Problem details |
Pull out every line of the listing below that contains the word "yellow" and copy each one. Case counts.

Exercise data |
%%
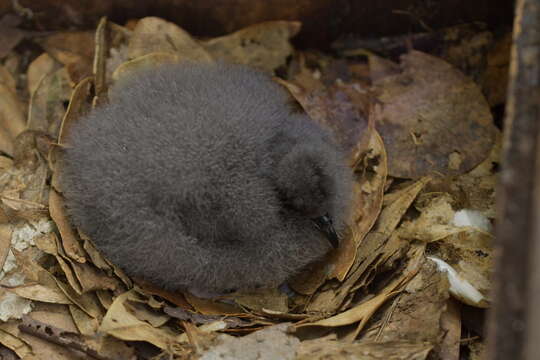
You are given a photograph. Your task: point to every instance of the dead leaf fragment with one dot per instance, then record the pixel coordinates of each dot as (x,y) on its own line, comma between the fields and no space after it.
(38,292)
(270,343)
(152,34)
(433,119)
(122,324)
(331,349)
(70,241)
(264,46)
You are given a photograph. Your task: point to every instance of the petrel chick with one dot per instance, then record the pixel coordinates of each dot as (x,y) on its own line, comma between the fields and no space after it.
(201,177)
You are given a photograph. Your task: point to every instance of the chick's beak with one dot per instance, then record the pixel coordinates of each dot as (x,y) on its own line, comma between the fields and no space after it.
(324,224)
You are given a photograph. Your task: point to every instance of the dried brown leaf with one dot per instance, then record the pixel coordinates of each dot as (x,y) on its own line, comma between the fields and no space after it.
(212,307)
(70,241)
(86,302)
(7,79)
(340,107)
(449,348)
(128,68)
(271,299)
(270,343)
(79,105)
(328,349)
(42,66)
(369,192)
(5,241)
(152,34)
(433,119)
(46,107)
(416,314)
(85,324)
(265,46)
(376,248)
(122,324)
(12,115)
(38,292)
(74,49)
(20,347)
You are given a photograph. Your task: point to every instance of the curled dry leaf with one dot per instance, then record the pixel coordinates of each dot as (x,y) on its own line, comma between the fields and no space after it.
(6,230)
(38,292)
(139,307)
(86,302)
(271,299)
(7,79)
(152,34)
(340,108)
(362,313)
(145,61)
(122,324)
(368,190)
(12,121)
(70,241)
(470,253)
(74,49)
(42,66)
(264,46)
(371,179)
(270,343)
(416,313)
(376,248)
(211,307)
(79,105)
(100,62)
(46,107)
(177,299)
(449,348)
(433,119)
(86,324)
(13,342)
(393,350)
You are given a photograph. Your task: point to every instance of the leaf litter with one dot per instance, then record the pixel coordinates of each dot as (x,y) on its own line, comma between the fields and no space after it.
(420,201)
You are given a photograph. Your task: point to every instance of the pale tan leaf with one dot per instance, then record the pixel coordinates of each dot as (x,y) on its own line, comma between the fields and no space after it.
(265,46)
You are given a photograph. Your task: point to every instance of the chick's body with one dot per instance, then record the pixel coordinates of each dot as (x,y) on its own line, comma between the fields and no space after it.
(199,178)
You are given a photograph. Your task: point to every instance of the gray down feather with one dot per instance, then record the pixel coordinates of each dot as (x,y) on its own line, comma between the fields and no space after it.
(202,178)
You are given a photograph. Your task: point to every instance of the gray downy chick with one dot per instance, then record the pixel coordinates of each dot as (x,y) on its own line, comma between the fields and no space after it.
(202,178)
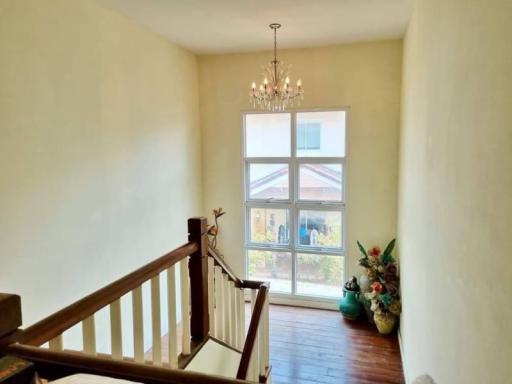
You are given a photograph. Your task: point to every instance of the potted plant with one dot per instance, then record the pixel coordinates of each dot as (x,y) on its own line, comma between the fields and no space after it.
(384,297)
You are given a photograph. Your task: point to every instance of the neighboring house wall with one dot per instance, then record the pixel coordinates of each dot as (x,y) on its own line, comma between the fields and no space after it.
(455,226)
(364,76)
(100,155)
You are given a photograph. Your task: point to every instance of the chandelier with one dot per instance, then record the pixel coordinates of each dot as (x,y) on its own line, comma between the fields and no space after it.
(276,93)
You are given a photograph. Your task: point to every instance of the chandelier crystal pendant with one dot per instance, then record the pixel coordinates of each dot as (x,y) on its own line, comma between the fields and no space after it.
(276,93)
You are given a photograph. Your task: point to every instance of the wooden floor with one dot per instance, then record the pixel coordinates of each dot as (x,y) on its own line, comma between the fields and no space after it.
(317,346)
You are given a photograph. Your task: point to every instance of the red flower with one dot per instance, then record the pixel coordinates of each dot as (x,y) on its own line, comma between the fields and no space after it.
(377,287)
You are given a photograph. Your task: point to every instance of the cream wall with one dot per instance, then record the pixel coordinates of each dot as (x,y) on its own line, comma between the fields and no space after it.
%%
%%
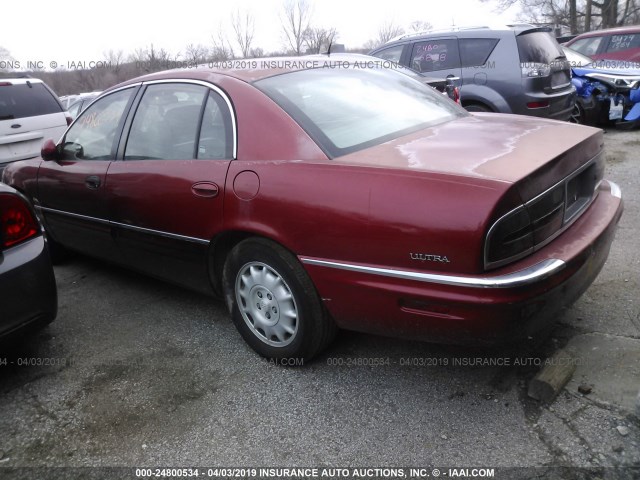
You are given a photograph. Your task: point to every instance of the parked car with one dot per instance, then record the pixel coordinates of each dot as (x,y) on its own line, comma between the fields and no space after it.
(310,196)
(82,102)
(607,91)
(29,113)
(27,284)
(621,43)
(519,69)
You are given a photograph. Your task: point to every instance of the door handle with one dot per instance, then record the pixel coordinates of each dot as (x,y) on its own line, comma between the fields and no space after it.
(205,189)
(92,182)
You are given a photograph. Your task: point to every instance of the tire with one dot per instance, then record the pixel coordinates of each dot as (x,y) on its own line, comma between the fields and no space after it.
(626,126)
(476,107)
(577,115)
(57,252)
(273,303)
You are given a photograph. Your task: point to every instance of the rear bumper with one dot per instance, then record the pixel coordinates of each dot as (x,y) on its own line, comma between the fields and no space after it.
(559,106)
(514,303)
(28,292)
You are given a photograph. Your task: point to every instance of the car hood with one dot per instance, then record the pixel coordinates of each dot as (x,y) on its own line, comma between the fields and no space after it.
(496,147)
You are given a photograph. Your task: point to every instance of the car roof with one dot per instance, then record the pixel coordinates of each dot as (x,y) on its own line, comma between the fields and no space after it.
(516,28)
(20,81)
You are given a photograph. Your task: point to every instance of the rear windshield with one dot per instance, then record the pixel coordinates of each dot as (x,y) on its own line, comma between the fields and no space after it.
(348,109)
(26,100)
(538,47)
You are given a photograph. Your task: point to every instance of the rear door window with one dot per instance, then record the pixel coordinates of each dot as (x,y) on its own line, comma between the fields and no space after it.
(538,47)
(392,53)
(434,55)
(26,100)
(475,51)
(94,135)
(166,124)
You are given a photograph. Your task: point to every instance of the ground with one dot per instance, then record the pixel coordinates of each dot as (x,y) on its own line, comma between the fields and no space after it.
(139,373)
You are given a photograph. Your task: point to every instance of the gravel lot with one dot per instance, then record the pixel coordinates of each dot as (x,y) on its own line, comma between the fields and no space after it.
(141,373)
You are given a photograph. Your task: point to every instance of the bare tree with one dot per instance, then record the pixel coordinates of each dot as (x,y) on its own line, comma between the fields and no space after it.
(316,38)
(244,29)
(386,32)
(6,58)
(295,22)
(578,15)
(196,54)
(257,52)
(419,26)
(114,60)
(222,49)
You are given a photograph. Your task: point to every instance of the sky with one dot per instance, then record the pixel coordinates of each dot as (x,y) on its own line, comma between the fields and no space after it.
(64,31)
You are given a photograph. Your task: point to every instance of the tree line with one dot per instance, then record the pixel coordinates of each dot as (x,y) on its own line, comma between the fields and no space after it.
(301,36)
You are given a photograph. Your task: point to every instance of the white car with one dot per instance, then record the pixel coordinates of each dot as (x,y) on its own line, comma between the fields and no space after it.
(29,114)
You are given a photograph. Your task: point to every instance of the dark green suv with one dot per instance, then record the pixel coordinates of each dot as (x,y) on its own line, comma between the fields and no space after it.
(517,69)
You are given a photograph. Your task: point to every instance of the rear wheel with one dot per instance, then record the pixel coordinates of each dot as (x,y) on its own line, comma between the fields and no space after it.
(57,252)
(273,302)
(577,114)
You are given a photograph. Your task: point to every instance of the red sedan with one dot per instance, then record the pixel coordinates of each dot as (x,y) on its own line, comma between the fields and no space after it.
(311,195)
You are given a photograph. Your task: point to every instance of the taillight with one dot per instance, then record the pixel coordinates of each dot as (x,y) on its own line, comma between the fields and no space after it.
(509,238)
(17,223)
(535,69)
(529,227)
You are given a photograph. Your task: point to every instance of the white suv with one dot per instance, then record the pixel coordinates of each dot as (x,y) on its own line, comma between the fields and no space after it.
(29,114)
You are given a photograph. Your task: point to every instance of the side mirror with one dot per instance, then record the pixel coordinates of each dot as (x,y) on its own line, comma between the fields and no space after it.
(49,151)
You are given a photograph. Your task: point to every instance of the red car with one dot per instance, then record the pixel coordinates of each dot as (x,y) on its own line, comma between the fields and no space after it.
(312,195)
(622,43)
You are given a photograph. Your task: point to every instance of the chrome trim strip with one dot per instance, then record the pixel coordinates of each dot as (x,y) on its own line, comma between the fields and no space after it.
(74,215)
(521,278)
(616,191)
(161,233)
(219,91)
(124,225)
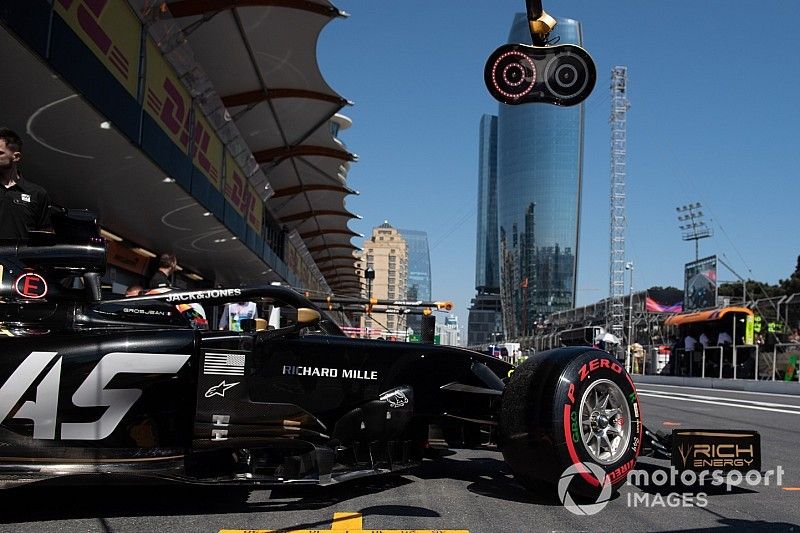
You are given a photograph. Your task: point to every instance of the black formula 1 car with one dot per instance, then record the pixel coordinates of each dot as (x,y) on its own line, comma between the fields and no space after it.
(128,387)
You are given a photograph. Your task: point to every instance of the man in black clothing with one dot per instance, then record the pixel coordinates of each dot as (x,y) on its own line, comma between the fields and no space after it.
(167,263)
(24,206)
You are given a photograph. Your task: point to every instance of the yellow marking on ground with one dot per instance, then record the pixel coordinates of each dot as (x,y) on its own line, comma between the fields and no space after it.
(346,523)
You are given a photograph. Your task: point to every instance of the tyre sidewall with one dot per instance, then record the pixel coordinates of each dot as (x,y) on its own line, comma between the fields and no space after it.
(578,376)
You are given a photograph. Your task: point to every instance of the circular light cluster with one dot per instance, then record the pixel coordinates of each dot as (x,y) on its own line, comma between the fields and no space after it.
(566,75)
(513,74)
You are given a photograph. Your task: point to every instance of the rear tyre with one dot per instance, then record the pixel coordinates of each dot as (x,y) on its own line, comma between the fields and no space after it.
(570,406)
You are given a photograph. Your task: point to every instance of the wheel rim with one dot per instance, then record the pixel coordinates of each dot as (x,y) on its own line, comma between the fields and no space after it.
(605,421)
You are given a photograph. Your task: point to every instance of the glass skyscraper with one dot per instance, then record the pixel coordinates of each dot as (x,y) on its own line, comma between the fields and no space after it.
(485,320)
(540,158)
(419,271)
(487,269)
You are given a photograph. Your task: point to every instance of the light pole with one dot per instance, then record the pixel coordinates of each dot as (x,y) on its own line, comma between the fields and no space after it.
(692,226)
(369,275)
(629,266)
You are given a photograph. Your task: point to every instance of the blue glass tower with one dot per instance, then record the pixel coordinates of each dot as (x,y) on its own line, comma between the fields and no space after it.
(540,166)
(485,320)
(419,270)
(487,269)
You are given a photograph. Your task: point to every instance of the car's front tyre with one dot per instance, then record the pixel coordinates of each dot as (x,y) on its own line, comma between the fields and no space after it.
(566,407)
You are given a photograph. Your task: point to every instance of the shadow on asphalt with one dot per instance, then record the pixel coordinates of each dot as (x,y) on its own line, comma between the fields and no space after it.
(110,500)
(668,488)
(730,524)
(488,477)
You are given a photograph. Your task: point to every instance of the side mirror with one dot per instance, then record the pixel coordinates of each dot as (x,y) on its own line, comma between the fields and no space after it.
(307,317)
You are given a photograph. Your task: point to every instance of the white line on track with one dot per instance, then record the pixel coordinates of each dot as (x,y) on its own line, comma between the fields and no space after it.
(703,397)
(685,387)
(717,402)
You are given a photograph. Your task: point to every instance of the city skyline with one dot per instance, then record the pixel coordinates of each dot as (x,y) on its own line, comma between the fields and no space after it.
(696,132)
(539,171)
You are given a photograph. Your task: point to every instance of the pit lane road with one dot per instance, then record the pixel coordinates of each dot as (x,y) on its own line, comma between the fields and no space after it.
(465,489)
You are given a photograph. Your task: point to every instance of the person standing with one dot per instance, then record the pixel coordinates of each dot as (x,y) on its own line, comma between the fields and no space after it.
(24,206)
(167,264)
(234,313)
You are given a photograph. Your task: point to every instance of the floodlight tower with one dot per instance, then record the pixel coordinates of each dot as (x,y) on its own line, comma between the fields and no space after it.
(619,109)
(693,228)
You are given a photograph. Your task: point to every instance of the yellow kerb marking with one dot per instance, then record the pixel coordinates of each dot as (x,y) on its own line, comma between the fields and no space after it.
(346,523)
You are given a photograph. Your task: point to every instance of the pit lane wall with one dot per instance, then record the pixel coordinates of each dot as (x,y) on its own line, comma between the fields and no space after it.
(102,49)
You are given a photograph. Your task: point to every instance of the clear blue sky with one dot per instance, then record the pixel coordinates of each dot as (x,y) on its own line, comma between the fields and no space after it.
%%
Response to this task |
You are given a photograph. Your task: point to every instance of the yellow marking on ground with one dot per instance, then record the pixel coordinates of each dot as (x,y) on its own line, comma between the fields and no space after it.
You are given a photograph. Your task: point to every instance of the yellow kerb marking with one dot per instance, then record the pixel coordinates of each dot as (x,y) on its own line, comma between the fields and no space after it.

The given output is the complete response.